→ Provided passage:
☆ ☆ ☆ ☆ ☆
I went to the beach today and read a book then all I wanted to do was to bury my face into my pillow, once I get into bed I don't really cry though it's just blank out like anesthesia.
I started this day as Happy, I ended it as miserable deciding that my grief of not having a family, a tribe, a place, a home, a belonging, belonging to someone. A stuckness. The "quiet desperation or silent desperation" or what ever that phrase is.
I see why I stayed in my own world I was safe there, my quietness, much safer. Safety in aloneness. Alone is a safe and unkind place.
Some times I really do just feel like garbage. On the beach I finally was picturing all my red blood running out into the water.
I picture myself dissapearing and I see how the world is the same without me. So I don't know what am I doing here, "what is the point", I ask that of myself.
I'm not going to kill myself just expressing the feeling and my thoughts, I do think about it.
It would be a way out. I wonder if the suffering is worth living for. If suffering has its own value it is a stupid thought, but I have to find meaning in stupid things somedays.
I'm ok, if I go to sleep I will wake up and feel different tomorrow.
I feel like I'm stupid for being hopeful, because in my heart I know the truth is disappointment. That is what my life is about.
☆ ☆ ☆ ☆ ☆
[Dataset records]
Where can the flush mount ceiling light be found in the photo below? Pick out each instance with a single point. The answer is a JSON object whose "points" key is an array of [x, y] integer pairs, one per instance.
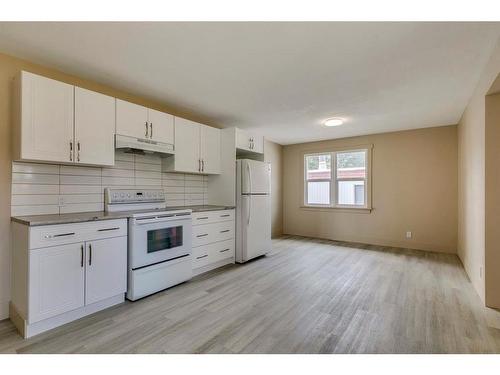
{"points": [[335, 121]]}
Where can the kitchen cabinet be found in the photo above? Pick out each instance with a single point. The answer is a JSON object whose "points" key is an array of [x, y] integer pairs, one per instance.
{"points": [[197, 149], [136, 121], [56, 280], [105, 265], [249, 142], [213, 240], [94, 128], [63, 272], [57, 122], [44, 119]]}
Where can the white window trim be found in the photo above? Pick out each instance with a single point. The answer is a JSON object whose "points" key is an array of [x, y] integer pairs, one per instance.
{"points": [[334, 180]]}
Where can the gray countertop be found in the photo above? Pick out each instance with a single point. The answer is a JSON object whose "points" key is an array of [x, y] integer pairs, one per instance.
{"points": [[37, 220]]}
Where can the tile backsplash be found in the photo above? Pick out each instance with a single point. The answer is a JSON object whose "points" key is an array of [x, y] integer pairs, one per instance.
{"points": [[52, 189]]}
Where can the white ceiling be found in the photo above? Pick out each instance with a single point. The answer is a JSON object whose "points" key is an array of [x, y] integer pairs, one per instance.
{"points": [[282, 79]]}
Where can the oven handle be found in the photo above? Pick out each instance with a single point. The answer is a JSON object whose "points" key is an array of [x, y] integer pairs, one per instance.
{"points": [[160, 220]]}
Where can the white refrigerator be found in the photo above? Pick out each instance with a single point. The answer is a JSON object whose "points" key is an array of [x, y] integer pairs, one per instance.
{"points": [[253, 209]]}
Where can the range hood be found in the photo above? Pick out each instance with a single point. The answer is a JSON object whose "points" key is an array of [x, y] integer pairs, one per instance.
{"points": [[142, 146]]}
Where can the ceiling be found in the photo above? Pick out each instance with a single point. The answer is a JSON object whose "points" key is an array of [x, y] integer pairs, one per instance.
{"points": [[281, 79]]}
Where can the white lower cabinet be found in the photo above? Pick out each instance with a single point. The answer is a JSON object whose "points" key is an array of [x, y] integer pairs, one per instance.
{"points": [[213, 240], [82, 271]]}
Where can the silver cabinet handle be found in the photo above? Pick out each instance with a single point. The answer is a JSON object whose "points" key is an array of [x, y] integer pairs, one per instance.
{"points": [[60, 235], [90, 254], [107, 229]]}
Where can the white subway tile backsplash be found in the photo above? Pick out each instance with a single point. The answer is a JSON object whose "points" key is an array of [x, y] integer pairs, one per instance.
{"points": [[51, 189]]}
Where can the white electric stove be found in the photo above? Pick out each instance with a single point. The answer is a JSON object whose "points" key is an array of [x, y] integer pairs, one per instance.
{"points": [[159, 240]]}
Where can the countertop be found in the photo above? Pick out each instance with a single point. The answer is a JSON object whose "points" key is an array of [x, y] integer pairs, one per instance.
{"points": [[80, 217]]}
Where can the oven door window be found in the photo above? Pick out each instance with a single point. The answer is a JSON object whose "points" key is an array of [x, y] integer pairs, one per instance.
{"points": [[164, 238]]}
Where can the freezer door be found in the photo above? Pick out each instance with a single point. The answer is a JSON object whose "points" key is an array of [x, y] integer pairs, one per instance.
{"points": [[255, 177], [255, 227]]}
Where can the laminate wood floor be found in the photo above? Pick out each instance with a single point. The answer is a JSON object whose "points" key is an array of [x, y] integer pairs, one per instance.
{"points": [[307, 296]]}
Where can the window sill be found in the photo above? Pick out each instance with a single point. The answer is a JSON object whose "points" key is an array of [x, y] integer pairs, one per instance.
{"points": [[364, 210]]}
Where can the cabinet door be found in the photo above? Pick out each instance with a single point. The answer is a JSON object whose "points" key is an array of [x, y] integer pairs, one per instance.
{"points": [[131, 119], [106, 269], [94, 128], [161, 126], [210, 150], [242, 140], [187, 146], [46, 119], [56, 282]]}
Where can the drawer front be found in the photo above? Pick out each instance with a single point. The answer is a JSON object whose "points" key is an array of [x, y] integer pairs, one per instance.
{"points": [[200, 256], [212, 253], [52, 235], [200, 218], [208, 233]]}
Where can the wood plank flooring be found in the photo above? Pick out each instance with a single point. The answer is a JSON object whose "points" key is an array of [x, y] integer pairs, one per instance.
{"points": [[307, 296]]}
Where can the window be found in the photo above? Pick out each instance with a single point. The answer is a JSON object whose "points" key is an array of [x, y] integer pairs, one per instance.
{"points": [[337, 179]]}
☆ ☆ ☆ ☆ ☆
→ Tasks to carry out:
A - Transcribe the part of the provided passage that opens with the words containing "It would be" and closes with "life is about.".
B - Show each line of the records that contains the string "light", treating uppercase and lowercase as different.

→ Answers by task:
A -
It would be a way out. I wonder if the suffering is worth living for. If suffering has its own value it is a stupid thought, but I have to find meaning in stupid things somedays.
I'm ok, if I go to sleep I will wake up and feel different tomorrow.
I feel like I'm stupid for being hopeful, because in my heart I know the truth is disappointment. That is what my life is about.

B -
Where can the flush mount ceiling light be found in the photo below? Pick out each instance with a single point. The answer is a JSON object whose "points" key is an array of [x, y] integer pairs, one per instance.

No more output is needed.